__DIRECTIONS FOR THIS TASK__.
Rewrite the data below with "rendered plaster wall" changed to "exposed brick wall" and everything else left as it is. Omit the pictures from your answer.

Items from a dataset
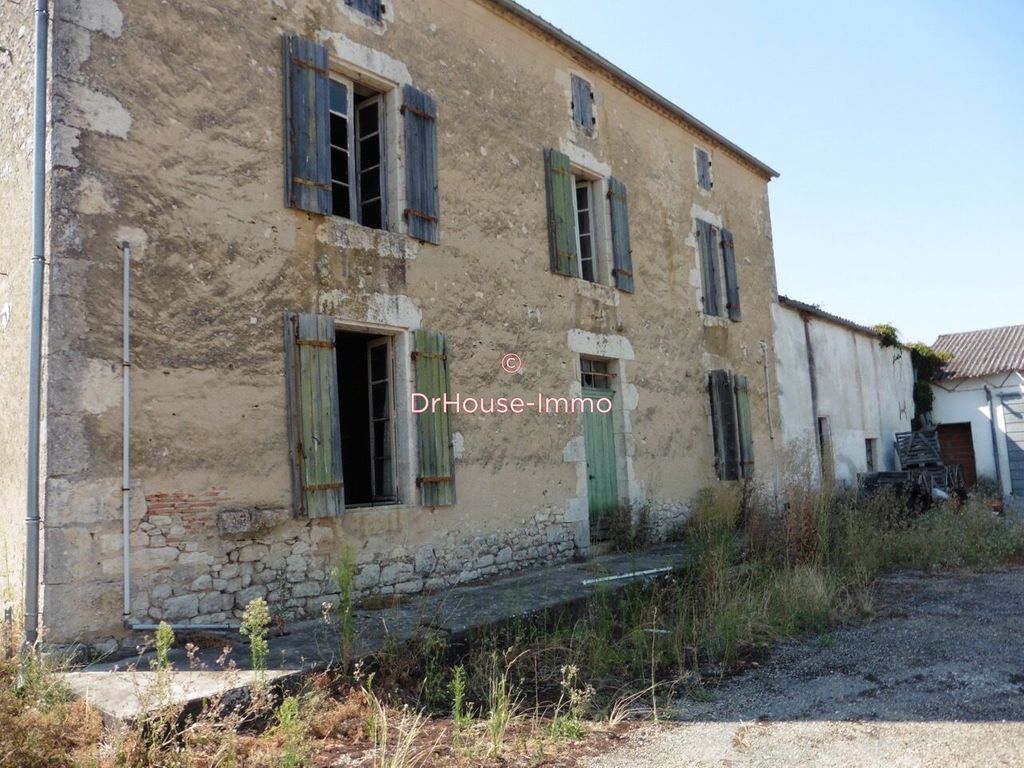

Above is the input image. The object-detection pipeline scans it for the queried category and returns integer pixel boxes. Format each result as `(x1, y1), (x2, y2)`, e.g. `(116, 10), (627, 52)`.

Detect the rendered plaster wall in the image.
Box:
(36, 0), (775, 641)
(0, 3), (35, 612)
(772, 304), (913, 485)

__RESULT OF THE EXERCISE__.
Above is the input image. The object-detection pipeline scans it for the queried category and returns integer pixel boxes. Format each result as `(x1, y1), (x2, y2)`, e.g. `(116, 10), (627, 52)`.

Detect the exposed brick wall in the image.
Box:
(36, 0), (775, 641)
(0, 3), (35, 612)
(772, 304), (913, 485)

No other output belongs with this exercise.